• Excerpt provided:
BEGIN

Tuesday brought what was arguably the most anticipated presentation of the 2026 Alzheimer’s Association International Conference when Catherine Mummery, head of novel therapeutics at University College London’s Dementia Research Center, presented data from the phase II Celia trial of tau-lowering antisense oligonucleotide (ASO) diranersen (BIIB-080, Biogen Inc.).
Based on both clinical and biomarker data, “Celia establishes a proof of concept,” Mummery said, that reducing tau may slow the progression of Alzheimer’s disease.
Despite the fact that Celia missed its primary endpoint, which was to establish a dose-response relationship, the trial did not shake Biogen’s confidence. When the company reported top-line results via press release in May, it also announced that it was taking diranersen into phase III.
Now that the top-line analysis has been published, that decision looks to be attributable to the strength of the clinical data.
Patients treated with the 60-mg dose showed a slowing of cognitive decline as assessed by several tests. Decline slowed by 42% as measured by Alzheimer’s Dementia Assessment Scale – 13-item cognitive version (ADAS-Cog 13), 50% by mini-Mental State Examination (MMSE), and 26% as measured by Clinical Dementia Rating – Sum of Boxes (CDR-SB). Overall, five out of six clinical endpoints favored diranersen across all dose levels.

END

Records taken from a dataset:

BEGIN

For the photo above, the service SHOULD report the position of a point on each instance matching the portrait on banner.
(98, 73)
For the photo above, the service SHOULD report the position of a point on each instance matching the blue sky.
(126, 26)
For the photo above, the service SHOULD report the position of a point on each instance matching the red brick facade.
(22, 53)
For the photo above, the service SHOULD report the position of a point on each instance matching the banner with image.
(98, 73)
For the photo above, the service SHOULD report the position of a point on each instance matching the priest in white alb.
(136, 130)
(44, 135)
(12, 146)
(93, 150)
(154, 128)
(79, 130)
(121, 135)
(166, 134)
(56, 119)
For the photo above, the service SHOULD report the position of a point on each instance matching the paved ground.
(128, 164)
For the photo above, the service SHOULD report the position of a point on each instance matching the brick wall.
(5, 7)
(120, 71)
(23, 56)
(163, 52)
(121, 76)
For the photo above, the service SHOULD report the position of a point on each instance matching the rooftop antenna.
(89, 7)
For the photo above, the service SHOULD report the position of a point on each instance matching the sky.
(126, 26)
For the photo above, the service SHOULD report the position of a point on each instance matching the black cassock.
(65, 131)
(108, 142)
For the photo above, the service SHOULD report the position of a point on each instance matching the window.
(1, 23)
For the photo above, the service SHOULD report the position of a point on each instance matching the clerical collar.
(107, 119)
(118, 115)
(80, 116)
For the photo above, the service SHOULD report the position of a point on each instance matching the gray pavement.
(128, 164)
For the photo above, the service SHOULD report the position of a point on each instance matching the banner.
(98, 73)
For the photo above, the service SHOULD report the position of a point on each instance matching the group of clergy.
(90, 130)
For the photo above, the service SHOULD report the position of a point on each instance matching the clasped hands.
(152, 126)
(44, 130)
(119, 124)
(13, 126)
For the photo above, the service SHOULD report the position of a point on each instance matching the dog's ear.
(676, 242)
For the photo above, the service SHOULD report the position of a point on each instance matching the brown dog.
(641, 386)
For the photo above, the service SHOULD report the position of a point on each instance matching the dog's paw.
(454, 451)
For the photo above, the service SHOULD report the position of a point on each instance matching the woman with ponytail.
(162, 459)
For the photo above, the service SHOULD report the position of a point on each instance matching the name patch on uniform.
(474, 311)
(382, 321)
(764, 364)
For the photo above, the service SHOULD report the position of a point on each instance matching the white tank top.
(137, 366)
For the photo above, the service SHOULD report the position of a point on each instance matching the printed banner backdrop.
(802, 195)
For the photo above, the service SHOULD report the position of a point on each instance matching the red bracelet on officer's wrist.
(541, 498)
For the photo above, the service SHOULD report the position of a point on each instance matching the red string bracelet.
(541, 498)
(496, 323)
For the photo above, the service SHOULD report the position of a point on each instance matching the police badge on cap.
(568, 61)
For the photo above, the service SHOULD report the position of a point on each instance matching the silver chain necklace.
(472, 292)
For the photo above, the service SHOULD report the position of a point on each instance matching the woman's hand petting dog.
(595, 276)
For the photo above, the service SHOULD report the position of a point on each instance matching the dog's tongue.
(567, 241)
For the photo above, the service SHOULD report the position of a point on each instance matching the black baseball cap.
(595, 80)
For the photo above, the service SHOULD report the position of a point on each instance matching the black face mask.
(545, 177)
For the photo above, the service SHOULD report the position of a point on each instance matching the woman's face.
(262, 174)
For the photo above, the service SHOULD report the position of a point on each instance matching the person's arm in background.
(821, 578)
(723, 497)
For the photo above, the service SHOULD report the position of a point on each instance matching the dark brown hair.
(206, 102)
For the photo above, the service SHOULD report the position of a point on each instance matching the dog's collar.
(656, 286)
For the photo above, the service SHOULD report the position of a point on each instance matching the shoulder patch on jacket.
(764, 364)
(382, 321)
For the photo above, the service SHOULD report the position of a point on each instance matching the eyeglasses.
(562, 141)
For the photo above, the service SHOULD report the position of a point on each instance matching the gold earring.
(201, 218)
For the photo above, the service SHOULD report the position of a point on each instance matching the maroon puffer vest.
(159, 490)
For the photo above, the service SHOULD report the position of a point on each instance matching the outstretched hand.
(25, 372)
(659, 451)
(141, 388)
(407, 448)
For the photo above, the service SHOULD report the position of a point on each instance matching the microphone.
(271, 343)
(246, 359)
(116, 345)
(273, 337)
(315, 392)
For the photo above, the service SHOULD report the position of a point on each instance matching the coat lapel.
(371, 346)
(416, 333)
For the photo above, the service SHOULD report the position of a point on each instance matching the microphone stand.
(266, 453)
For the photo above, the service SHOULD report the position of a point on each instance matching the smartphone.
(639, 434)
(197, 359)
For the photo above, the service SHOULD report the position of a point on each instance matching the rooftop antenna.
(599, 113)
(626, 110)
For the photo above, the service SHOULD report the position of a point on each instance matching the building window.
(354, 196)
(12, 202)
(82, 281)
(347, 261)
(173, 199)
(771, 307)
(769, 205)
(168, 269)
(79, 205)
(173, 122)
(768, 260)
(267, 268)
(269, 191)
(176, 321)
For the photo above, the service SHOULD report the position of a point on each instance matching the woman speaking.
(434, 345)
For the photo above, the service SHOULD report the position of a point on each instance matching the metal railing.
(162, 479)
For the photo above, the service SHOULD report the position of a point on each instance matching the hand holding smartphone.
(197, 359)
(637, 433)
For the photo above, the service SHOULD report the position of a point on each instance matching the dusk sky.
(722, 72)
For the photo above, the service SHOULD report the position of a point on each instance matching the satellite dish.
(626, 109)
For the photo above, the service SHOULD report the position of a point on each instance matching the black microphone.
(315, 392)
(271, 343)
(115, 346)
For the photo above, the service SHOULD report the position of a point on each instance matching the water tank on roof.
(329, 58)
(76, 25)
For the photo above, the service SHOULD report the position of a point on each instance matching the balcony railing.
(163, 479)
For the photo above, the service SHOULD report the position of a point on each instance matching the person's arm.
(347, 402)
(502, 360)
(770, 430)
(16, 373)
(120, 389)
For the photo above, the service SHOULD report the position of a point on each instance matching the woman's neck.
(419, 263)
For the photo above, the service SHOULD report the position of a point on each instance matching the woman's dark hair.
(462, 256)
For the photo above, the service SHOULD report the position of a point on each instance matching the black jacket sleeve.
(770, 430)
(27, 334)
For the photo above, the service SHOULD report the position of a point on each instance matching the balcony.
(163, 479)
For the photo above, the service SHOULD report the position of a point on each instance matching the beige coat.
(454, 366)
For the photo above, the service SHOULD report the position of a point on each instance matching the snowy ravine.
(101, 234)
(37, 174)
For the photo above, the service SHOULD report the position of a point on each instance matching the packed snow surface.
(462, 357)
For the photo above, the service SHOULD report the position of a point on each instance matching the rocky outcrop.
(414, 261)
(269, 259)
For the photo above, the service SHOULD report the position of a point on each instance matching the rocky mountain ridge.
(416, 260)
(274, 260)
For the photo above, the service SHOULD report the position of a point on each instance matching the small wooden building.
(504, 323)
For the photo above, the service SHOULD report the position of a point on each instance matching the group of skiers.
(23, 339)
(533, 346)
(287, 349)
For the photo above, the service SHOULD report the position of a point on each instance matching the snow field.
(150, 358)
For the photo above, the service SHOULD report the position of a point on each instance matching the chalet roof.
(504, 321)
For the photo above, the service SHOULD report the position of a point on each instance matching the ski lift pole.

END

• Your assignment: In the report on the diranersen trial, rewrite everything from "Tuesday brought what" down to "of Alzheimer’s disease.", substituting "talk" for "presentation".

• Answer space:
Tuesday brought what was arguably the most anticipated talk of the 2026 Alzheimer’s Association International Conference when Catherine Mummery, head of novel therapeutics at University College London’s Dementia Research Center, presented data from the phase II Celia trial of tau-lowering antisense oligonucleotide (ASO) diranersen (BIIB-080, Biogen Inc.).
Based on both clinical and biomarker data, “Celia establishes a proof of concept,” Mummery said, that reducing tau may slow the progression of Alzheimer’s disease.